_Work to be completed_: Can you quote the records below in full, word for word?

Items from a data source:
--- Begin ---
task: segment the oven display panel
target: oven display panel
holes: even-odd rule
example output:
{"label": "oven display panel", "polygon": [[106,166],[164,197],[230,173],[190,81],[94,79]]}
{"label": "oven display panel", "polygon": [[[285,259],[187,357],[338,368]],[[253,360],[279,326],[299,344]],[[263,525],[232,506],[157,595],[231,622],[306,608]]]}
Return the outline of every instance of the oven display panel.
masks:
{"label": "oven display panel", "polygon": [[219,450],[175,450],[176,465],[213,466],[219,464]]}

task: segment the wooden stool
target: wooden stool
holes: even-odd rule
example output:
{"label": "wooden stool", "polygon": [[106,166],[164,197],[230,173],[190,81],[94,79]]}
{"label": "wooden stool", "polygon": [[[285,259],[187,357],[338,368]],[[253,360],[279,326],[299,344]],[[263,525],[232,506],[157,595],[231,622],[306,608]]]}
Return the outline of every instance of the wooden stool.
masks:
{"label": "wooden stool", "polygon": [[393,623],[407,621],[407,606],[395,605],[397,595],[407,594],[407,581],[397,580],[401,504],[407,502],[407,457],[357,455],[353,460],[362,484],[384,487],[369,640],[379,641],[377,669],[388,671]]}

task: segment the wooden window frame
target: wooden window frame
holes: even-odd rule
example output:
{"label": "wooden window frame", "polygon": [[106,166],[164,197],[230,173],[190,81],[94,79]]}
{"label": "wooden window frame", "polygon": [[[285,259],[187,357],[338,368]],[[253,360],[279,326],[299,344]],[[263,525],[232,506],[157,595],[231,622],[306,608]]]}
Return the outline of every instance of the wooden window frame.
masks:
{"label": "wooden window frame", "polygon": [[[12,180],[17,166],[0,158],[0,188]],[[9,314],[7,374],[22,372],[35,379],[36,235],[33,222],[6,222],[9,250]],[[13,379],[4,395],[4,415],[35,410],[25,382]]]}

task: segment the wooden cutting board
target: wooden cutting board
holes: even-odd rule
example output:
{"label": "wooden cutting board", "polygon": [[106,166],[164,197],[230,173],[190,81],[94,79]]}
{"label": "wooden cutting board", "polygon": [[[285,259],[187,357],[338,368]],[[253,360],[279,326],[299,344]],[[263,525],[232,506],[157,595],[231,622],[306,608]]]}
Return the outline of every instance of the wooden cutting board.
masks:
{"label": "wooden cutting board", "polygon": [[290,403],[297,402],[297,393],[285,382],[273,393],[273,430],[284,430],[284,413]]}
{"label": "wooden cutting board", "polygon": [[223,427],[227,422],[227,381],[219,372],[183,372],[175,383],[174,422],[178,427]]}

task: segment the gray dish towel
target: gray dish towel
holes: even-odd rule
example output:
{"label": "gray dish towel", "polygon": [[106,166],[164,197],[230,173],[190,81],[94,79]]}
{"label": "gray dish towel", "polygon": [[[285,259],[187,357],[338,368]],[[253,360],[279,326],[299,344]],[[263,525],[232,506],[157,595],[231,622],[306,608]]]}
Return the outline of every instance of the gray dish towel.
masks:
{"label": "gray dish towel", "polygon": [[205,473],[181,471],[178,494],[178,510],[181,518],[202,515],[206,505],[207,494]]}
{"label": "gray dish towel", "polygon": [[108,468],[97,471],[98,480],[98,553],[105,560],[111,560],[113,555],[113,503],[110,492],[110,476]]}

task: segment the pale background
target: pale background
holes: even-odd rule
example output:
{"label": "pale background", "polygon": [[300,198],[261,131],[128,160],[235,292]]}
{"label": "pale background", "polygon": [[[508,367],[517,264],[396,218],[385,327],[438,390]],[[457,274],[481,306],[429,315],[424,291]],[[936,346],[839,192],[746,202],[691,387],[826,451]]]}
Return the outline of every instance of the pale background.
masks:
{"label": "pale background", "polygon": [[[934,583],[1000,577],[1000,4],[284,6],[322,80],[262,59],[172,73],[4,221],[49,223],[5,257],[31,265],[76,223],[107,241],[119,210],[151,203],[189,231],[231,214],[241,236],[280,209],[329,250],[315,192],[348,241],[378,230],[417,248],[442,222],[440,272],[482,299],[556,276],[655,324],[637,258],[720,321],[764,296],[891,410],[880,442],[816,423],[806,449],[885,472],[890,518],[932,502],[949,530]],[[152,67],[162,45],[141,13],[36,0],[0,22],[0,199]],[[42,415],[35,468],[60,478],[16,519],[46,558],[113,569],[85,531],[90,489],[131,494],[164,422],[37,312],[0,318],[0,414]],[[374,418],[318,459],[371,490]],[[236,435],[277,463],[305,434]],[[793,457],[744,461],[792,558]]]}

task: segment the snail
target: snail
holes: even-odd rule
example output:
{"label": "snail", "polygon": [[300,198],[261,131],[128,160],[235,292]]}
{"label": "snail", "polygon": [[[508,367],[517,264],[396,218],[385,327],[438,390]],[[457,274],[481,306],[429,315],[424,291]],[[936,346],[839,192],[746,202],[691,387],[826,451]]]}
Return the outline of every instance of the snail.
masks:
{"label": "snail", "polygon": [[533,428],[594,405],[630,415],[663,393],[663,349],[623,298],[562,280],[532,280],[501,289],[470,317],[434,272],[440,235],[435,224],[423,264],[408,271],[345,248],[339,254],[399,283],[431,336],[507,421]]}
--- End ---
_Output_:
task: segment the oven display panel
target: oven display panel
holes: even-odd rule
example output:
{"label": "oven display panel", "polygon": [[106,166],[164,197],[230,173],[190,81],[94,79]]}
{"label": "oven display panel", "polygon": [[[285,259],[187,357],[338,368]],[[253,360],[279,326],[299,344]],[[263,525],[232,506],[157,595],[231,622],[306,608]]]}
Return the outline of every instance of the oven display panel.
masks:
{"label": "oven display panel", "polygon": [[219,450],[175,450],[176,465],[213,466],[219,464]]}

task: segment the wooden stool
target: wooden stool
holes: even-odd rule
example output:
{"label": "wooden stool", "polygon": [[106,166],[164,197],[230,173],[190,81],[94,79]]}
{"label": "wooden stool", "polygon": [[[285,259],[187,357],[338,368]],[[253,360],[279,326],[299,344]],[[263,525],[232,506],[157,595],[231,622],[306,608]]]}
Return the outline of every instance of the wooden stool.
masks:
{"label": "wooden stool", "polygon": [[393,623],[407,621],[407,606],[395,605],[397,595],[407,594],[407,581],[397,580],[401,504],[407,502],[407,457],[357,455],[353,460],[362,484],[384,487],[369,640],[379,641],[377,669],[388,671]]}

task: segment the wooden window frame
target: wooden window frame
holes: even-odd rule
example output:
{"label": "wooden window frame", "polygon": [[106,166],[164,197],[230,173],[190,81],[94,79]]}
{"label": "wooden window frame", "polygon": [[[285,259],[187,357],[338,368]],[[253,360],[279,326],[299,344]],[[263,525],[232,506],[157,595],[231,622],[306,608]]]}
Return the outline of every instance of the wooden window frame.
masks:
{"label": "wooden window frame", "polygon": [[[12,180],[17,166],[0,158],[0,188]],[[9,314],[7,374],[22,372],[35,379],[36,235],[33,222],[6,222],[9,250]],[[13,379],[4,395],[4,415],[35,410],[25,382]]]}

task: segment the wooden cutting board
target: wooden cutting board
holes: even-odd rule
example output:
{"label": "wooden cutting board", "polygon": [[106,166],[164,197],[230,173],[190,81],[94,79]]}
{"label": "wooden cutting board", "polygon": [[[285,259],[187,357],[338,368]],[[253,360],[279,326],[299,344]],[[263,525],[232,506],[157,595],[231,622],[306,608]]]}
Return the outline of every instance of the wooden cutting board.
masks:
{"label": "wooden cutting board", "polygon": [[290,403],[297,402],[297,393],[285,382],[273,393],[273,430],[284,430],[284,413]]}
{"label": "wooden cutting board", "polygon": [[223,427],[227,422],[227,381],[219,372],[183,372],[175,383],[174,422],[178,427]]}

task: segment the gray dish towel
target: gray dish towel
holes: even-odd rule
example output:
{"label": "gray dish towel", "polygon": [[106,166],[164,197],[230,173],[190,81],[94,79]]}
{"label": "gray dish towel", "polygon": [[[285,259],[187,357],[338,368]],[[253,360],[279,326],[299,344]],[[263,525],[232,506],[157,595],[231,622],[306,608]]]}
Return the outline of every instance of the gray dish towel.
masks:
{"label": "gray dish towel", "polygon": [[205,473],[181,471],[178,494],[178,510],[181,518],[202,515],[206,505],[207,494]]}
{"label": "gray dish towel", "polygon": [[108,468],[97,471],[98,480],[98,553],[105,560],[111,560],[113,555],[113,503],[110,492],[110,476]]}

task: segment the pale background
target: pale background
holes: even-odd rule
example output:
{"label": "pale background", "polygon": [[300,198],[261,131],[128,160],[235,292]]}
{"label": "pale background", "polygon": [[[508,367],[517,264],[396,218],[385,327],[438,390]],[[457,274],[481,306],[429,315],[424,291]],[[936,346],[839,192],[746,202],[691,387],[826,451]]]}
Return the outline of every instance of the pale background.
masks:
{"label": "pale background", "polygon": [[[934,583],[1000,577],[1000,4],[284,6],[322,80],[262,59],[172,73],[4,221],[49,223],[5,257],[31,265],[76,223],[107,241],[119,210],[151,203],[189,231],[231,214],[241,236],[280,209],[329,250],[315,192],[348,241],[378,230],[417,248],[442,222],[440,272],[482,299],[556,276],[655,324],[637,258],[720,321],[764,296],[891,410],[880,442],[816,423],[806,449],[885,472],[890,518],[932,502],[949,530]],[[152,67],[162,45],[141,13],[36,0],[0,22],[0,199]],[[42,415],[35,468],[60,478],[16,519],[46,558],[113,569],[85,531],[90,489],[131,494],[164,422],[37,312],[0,318],[0,414]],[[374,418],[318,459],[371,490]],[[236,435],[277,463],[305,434]],[[793,457],[744,461],[792,558]]]}

task: segment the snail
target: snail
holes: even-odd rule
example output:
{"label": "snail", "polygon": [[300,198],[261,131],[128,160],[235,292]]}
{"label": "snail", "polygon": [[[508,367],[517,264],[396,218],[385,327],[438,390]],[[457,274],[481,306],[429,315],[424,291]],[[936,346],[839,192],[746,202],[691,387],[826,451]]]}
Return the outline of every instance of the snail.
masks:
{"label": "snail", "polygon": [[533,428],[594,405],[630,415],[663,393],[663,349],[623,298],[562,280],[532,280],[501,289],[470,317],[434,272],[440,235],[435,224],[423,264],[408,271],[345,248],[339,254],[399,283],[431,336],[507,421]]}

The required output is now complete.